Rewrite the lines from the line with "Category: mustard in bowl" through the last line, putting "a single point for each instance" wherever "one point per instance" appears and leaving everything else unchanged.

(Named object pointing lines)
§ §
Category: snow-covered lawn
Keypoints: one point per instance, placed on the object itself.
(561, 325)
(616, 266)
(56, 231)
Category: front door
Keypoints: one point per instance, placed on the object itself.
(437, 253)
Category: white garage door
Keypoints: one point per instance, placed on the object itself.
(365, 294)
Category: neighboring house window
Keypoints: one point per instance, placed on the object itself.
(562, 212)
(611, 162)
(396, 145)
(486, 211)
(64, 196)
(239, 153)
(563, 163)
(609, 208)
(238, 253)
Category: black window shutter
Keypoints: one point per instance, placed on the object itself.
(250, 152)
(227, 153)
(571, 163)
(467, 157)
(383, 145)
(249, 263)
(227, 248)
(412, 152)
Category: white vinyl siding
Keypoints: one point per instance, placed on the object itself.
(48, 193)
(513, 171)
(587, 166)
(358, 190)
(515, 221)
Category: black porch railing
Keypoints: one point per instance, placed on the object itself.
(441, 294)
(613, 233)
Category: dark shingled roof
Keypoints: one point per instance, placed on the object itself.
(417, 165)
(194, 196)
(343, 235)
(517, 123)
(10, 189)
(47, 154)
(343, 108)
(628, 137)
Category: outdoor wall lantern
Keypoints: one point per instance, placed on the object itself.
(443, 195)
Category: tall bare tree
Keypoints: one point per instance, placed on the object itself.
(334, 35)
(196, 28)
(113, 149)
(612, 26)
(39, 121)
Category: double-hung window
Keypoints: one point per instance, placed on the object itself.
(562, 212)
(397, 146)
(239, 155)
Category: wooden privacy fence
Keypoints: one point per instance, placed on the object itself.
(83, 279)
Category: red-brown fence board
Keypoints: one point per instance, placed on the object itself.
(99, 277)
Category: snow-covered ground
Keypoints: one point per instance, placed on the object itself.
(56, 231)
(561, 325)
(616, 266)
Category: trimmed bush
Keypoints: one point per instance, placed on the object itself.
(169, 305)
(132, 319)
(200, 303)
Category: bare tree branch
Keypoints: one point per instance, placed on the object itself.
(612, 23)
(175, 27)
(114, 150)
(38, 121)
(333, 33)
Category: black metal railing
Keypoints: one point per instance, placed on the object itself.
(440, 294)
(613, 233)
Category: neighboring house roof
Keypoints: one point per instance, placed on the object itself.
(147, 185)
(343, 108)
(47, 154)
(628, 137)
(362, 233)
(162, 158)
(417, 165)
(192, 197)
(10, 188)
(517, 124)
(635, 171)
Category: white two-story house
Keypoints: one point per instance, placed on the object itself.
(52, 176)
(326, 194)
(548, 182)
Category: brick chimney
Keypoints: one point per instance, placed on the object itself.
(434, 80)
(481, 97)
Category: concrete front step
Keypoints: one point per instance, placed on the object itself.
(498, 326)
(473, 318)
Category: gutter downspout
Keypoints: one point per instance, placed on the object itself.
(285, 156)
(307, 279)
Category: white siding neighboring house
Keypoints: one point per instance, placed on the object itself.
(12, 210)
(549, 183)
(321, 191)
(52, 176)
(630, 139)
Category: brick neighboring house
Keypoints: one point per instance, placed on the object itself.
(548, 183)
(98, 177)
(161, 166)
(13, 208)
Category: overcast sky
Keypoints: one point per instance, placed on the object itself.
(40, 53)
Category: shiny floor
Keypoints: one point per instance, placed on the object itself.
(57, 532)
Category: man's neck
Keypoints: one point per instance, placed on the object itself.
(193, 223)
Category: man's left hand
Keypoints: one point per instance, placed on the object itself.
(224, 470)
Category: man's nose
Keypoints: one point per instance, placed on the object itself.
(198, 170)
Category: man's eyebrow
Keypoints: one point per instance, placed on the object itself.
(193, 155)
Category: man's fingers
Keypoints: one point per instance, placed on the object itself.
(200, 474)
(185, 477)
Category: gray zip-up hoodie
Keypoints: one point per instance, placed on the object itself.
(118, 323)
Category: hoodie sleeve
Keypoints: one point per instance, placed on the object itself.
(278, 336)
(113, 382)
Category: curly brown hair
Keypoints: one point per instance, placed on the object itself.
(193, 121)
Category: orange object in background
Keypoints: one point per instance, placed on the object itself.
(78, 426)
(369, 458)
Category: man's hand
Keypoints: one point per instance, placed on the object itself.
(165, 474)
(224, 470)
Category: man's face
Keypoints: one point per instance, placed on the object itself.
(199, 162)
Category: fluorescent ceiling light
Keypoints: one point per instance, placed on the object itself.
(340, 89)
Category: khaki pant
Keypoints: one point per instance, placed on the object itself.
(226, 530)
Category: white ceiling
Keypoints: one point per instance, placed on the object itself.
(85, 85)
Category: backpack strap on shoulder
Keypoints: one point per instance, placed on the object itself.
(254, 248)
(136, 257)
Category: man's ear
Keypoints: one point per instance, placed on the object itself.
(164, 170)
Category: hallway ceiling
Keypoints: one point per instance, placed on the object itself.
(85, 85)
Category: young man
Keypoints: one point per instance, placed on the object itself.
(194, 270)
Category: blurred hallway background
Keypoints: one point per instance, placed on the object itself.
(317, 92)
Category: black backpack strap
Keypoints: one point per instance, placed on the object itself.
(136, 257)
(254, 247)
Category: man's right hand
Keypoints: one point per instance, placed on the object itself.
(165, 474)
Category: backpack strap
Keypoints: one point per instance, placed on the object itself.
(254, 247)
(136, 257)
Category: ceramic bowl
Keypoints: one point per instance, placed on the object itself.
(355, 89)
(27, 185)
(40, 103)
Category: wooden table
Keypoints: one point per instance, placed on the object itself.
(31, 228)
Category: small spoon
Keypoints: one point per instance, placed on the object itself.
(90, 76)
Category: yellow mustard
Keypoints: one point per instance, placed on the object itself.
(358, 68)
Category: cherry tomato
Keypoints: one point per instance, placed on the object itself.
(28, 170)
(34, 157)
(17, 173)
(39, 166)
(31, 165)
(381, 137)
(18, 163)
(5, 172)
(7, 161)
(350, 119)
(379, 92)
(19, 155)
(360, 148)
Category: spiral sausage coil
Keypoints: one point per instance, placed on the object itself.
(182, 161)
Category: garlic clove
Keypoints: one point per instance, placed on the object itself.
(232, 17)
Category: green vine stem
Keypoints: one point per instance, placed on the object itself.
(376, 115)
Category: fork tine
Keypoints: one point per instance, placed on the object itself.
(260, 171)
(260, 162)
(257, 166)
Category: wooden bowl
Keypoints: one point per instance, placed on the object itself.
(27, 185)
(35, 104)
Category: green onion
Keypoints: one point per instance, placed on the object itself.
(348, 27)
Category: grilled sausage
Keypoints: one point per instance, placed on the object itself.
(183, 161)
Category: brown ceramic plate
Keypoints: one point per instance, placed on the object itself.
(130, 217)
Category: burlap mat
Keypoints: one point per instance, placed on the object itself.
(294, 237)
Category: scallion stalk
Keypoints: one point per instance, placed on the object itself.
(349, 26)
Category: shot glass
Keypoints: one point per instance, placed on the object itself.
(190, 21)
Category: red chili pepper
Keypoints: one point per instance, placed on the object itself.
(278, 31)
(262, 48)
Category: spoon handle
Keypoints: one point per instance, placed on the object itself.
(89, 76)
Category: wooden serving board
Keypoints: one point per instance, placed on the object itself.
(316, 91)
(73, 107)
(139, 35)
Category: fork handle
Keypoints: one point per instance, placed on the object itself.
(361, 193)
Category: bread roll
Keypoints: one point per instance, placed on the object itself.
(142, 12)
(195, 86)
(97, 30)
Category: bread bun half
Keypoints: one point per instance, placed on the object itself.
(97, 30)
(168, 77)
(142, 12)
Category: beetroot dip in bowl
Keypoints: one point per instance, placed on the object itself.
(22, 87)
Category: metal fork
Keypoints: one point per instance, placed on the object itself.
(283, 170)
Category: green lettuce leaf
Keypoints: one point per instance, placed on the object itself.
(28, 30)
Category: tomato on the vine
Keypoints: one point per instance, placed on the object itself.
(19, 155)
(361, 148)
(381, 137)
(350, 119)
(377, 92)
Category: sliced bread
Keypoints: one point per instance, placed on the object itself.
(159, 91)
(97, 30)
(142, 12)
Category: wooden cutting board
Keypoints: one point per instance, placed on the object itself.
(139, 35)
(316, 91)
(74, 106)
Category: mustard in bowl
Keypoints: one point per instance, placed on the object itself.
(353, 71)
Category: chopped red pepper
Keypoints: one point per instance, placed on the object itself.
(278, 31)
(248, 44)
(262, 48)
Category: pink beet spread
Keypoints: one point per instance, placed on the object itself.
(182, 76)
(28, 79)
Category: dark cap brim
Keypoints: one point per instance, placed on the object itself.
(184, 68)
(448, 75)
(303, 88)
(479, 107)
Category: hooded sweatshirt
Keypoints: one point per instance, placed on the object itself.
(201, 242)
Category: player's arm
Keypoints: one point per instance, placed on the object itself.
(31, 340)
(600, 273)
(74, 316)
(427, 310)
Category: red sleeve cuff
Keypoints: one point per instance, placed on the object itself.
§ §
TASK OUTPUT
Category: mustard in bowl
Keypoints: a single point for each instance, placed on the object itself.
(353, 71)
Category: chopped red pepper
Keypoints: a single point for each instance, placed on the object itself.
(278, 31)
(248, 44)
(262, 48)
Category: pink beet spread
Keypoints: a single point for each instance, placed on the object itself.
(182, 76)
(28, 79)
Category: dark cap brim
Keypoints: a single point for each instance, placed on the object itself.
(184, 68)
(448, 75)
(303, 88)
(479, 107)
Category: hooded sweatshirt
Keypoints: a single point for each instance, placed on the object itself.
(201, 242)
Category: player's arm
Keypoints: a single point for each instance, placed on the object itself.
(31, 340)
(600, 273)
(74, 316)
(427, 310)
Category: red sleeve cuff
Keypoints: a single point for each instance, placed on the object itself.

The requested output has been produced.